* _Фрагмент документа_:
··········

Встревоженные действиями Скопина, они страшились еще, с другой стороны, нападения королевского войска, и опасения их подкреплялись разнесшимся слухом, что с послами отпущено до семи тысяч человек, хотя действительно из-под Смоленска прибывшие люди в Тушино и в Можайск не составляли и третьей части сего числа. Как бы то ни было, они, страшась, чтобы требованием лишнего не потерять всего, оказали неожиданную податливость и хотели даже убить Яниковского, упрекая его в самовольном изложении наказа для посланцев из-под Смоленска, которые, руководствуясь оным, бесполезно разгневали короля. Наконец, после продолжительных ссор и смятений, положено было выслать к семнадцатому числу по два товарища с каждой роты для переговоров с послами.

··········

* _Предоставленные строки_:
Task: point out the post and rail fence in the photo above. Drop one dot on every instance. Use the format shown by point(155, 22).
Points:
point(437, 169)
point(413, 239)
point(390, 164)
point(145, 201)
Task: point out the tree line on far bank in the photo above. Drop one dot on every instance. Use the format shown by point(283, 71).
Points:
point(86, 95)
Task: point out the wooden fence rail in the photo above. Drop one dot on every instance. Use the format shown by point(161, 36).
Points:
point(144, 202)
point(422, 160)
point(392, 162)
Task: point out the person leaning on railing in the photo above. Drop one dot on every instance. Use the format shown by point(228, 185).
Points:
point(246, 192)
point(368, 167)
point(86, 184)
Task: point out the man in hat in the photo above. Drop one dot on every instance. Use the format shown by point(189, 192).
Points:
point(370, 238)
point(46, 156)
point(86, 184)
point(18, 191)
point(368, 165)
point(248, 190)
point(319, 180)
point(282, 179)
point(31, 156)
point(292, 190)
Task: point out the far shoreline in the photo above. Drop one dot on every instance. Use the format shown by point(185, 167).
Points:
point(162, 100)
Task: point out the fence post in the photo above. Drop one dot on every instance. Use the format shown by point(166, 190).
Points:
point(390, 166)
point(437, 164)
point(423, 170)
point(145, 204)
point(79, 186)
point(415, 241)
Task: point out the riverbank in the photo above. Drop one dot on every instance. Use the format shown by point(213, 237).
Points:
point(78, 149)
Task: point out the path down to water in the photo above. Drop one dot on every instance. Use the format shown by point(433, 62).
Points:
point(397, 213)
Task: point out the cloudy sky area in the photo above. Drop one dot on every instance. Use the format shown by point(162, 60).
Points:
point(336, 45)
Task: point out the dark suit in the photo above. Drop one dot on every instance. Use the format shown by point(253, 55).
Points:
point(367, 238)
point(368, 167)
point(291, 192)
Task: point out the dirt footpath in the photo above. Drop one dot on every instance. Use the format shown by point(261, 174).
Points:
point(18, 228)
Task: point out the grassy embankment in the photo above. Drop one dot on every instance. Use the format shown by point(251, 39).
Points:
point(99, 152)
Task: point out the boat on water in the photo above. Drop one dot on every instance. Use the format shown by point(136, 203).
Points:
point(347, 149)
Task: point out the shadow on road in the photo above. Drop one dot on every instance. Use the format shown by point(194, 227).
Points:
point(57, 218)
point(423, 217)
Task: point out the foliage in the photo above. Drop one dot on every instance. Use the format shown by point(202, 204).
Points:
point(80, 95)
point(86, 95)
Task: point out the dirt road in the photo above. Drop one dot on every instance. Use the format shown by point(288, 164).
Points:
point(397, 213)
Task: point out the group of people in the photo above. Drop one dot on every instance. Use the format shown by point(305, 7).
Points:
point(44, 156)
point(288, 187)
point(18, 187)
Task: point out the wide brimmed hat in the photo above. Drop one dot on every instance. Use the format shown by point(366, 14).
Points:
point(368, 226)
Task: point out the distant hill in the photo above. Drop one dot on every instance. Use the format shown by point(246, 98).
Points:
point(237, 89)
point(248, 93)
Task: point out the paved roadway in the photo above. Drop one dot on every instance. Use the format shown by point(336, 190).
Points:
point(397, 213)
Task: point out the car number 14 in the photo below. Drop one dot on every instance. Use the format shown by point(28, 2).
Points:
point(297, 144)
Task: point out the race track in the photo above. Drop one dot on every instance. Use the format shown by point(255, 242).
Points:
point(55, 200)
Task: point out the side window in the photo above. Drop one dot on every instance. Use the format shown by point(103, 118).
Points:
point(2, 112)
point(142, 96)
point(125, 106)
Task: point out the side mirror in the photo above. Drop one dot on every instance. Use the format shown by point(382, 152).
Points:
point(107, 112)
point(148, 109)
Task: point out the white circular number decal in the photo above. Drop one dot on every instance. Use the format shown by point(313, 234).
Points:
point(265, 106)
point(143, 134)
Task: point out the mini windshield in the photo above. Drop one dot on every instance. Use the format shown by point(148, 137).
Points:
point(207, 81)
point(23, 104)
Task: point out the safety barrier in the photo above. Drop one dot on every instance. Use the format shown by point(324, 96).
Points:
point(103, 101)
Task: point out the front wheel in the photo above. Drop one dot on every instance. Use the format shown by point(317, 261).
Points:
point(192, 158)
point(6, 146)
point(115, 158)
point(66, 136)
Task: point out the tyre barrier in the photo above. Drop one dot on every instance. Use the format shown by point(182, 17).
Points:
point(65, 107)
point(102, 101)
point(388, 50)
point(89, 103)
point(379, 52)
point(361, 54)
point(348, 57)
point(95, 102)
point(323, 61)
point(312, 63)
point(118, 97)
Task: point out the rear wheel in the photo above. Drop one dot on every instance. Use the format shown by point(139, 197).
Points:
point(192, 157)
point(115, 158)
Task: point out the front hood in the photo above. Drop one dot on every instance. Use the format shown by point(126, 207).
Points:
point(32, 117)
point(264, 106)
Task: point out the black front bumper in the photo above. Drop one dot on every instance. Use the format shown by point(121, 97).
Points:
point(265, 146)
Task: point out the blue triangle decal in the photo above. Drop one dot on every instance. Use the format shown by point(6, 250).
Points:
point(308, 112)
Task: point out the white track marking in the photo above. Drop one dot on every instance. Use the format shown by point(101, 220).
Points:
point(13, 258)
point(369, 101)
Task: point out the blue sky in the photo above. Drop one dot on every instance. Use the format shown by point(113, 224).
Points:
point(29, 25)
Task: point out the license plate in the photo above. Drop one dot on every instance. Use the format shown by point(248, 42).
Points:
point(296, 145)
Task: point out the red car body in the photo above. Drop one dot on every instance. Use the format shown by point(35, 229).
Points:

··········

* _Обязательные задания_:
[A] Повторите часть фрагмента документа: начните с места, где стоят слова «Встревоженные действиями Скопина, они», и остановитесь после слов «переговоров с послами.».
[B] К какому числу, согласно фрагменту документа, было решено выслать по два товарища с каждой роты?
[C] Переведите, пожалуйста, на английский язык предложение из фрагмента документа: «Наконец, после продолжительных ссор и смятений, положено было выслать к семнадцатому числу по два товарища с каждой роты для переговоров с послами».
Строки никак не связаны с фрагментом документа.

* _Список решений_:
[A]
Встревоженные действиями Скопина, они страшились еще, с другой стороны, нападения королевского войска, и опасения их подкреплялись разнесшимся слухом, что с послами отпущено до семи тысяч человек, хотя действительно из-под Смоленска прибывшие люди в Тушино и в Можайск не составляли и третьей части сего числа. Как бы то ни было, они, страшась, чтобы требованием лишнего не потерять всего, оказали неожиданную податливость и хотели даже убить Яниковского, упрекая его в самовольном изложении наказа для посланцев из-под Смоленска, которые, руководствуясь оным, бесполезно разгневали короля. Наконец, после продолжительных ссор и смятений, положено было выслать к семнадцатому числу по два товарища с каждой роты для переговоров с послами.

[B] К семнадцатому числу.

[C] Finally, after prolonged quarrels and disturbances, it was decided to send two comrades from each company by the seventeenth to negotiate with the envoys.